▶ EXERCISE DETAILS:
Could you reproduce every one of the following lines word for word?

▶ SUPPLIED ENTRIES:
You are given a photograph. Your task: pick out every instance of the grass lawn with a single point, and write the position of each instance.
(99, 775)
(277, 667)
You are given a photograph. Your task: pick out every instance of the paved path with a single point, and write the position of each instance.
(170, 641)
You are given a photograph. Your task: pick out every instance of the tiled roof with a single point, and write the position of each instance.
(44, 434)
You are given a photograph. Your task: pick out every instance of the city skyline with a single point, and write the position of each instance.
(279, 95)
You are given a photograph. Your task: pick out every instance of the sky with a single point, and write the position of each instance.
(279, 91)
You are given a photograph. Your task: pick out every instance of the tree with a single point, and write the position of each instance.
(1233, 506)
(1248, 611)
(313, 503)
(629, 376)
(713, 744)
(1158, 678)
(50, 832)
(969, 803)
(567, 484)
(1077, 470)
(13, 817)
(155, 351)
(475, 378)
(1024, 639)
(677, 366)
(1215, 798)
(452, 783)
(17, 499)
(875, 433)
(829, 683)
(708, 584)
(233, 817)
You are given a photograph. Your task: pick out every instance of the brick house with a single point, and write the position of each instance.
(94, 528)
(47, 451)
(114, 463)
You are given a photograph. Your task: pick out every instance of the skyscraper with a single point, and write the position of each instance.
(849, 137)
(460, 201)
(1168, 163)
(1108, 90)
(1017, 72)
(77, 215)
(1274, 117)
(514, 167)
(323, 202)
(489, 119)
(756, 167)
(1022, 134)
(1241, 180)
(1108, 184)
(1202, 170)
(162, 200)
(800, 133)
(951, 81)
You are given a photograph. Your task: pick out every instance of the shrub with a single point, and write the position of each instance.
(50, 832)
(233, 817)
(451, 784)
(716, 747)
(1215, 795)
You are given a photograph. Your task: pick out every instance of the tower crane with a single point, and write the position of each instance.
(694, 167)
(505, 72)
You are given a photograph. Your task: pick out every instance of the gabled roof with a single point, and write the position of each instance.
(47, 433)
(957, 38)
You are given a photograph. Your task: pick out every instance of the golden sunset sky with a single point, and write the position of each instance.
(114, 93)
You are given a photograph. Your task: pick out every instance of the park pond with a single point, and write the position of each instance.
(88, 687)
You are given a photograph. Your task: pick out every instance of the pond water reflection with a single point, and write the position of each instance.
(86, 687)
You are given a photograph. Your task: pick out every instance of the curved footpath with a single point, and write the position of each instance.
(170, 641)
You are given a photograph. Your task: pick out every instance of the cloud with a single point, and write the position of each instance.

▶ COMPLETE RESPONSE:
You are given a photograph. Your task: pick out every instance of the grass lawn with a single point, and write the position of each instance.
(99, 775)
(277, 667)
You are given a photograph. Your task: pick out every instance of the paved path with a single point, and write the position of each instance.
(170, 641)
You are given a photograph. Your task: pick out every instance of the tiled roof with a single point, and write the position of each instance.
(44, 434)
You are given a photograph. Your task: pick out every instance of the city skyline with a single point, and write the position of each instance.
(279, 95)
You are given a photograph. Your task: pick out every instance of the sky with a single point, and write the position of each instance.
(279, 91)
You are given a photograph. Your task: pick out every instance of the tree with a single point, and write the position of each instance.
(1233, 506)
(1248, 611)
(313, 503)
(629, 376)
(713, 744)
(1158, 678)
(50, 832)
(969, 803)
(567, 484)
(1077, 470)
(13, 817)
(155, 351)
(475, 378)
(1024, 639)
(677, 366)
(1215, 798)
(452, 783)
(17, 499)
(875, 433)
(829, 683)
(708, 584)
(233, 817)
You are given a photograph. Your task: pick out every instance of the brick house with a single point, and write the position of each instance.
(94, 528)
(47, 451)
(114, 463)
You are given a photograph. Your task: pick out every instance of the skyscraper with a single point, and write the position of each instance.
(849, 137)
(460, 201)
(1168, 163)
(1108, 90)
(1017, 72)
(77, 215)
(1274, 117)
(514, 167)
(323, 202)
(489, 119)
(756, 167)
(1022, 134)
(1241, 180)
(1108, 184)
(1202, 170)
(162, 200)
(800, 133)
(951, 81)
You are given a photograph. Your task: pick out every instance of the shrub with a single point, and write the position of each instance.
(50, 832)
(233, 817)
(451, 784)
(716, 747)
(1215, 795)
You are given a photograph. Your task: pick out every instance of the tower crane with a single point, and write the position of each instance.
(694, 167)
(505, 72)
You are given a photograph. Your task: pick out every instance of the gabled roof with a single point, and write the position of each instance.
(47, 433)
(957, 38)
You are given a photograph. Your task: pick out every instance of the golden sunset sky with a single point, and write the position of each instance.
(114, 93)
You are given a photograph. Your task: pick out every instance of the park pond with a single point, and write the position of each instance.
(88, 687)
You are given a photograph. Your task: pick out every instance of the pond water reflection with a single point, and write the position of each instance.
(86, 687)
You are given a photograph. Your task: pick out every instance of the curved footpath with a single point, and write the position of each instance.
(170, 641)
You are given a photograph. Your task: pick out every instance of the cloud with a single point, and write the position of each instance.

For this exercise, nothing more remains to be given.